» INSTRUCTIONS FOR THE TASK
What is the number of lines in this listing that include "player"? Answer with that number only.

» SOURCE RECORDS

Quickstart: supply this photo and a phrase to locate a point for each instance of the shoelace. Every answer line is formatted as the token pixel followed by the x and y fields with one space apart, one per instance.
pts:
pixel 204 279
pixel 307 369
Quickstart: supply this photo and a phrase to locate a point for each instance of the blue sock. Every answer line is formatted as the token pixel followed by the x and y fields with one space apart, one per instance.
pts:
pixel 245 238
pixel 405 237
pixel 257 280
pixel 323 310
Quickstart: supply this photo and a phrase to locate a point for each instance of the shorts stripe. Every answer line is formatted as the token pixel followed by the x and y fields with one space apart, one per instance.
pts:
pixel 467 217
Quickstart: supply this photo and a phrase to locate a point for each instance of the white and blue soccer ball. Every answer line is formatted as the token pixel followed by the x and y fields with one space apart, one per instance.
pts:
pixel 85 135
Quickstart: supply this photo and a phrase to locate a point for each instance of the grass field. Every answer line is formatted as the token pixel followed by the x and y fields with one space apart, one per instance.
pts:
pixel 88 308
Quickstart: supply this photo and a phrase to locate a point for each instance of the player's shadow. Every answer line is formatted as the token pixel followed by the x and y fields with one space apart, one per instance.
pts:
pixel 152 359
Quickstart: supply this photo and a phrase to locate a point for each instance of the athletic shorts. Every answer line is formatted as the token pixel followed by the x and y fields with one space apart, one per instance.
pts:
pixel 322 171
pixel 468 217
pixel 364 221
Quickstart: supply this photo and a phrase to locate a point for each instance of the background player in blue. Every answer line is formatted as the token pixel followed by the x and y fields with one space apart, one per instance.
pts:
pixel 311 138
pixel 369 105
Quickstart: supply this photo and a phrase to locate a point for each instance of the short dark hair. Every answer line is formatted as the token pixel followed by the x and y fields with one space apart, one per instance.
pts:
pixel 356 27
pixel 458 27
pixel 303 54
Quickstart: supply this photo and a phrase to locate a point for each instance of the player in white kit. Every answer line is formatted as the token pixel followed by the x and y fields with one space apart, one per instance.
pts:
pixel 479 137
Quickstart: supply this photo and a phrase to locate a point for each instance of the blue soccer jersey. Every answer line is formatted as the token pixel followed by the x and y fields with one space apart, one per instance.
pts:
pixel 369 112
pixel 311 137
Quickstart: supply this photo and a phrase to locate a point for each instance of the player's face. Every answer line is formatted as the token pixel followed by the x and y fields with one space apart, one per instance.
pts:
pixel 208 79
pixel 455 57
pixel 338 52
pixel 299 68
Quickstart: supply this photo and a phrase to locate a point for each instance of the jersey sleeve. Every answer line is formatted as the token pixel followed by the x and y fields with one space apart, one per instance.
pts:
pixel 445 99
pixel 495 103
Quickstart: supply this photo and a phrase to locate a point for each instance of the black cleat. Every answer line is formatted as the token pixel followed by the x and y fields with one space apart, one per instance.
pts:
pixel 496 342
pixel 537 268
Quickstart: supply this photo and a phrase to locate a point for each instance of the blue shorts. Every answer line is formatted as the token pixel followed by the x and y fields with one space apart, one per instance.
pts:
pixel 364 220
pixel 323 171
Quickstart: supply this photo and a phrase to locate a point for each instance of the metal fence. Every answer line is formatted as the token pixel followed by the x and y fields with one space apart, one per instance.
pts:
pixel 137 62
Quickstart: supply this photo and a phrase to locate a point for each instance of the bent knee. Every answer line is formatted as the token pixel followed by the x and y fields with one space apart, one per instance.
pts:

» ANSWER TO THE EXERCISE
4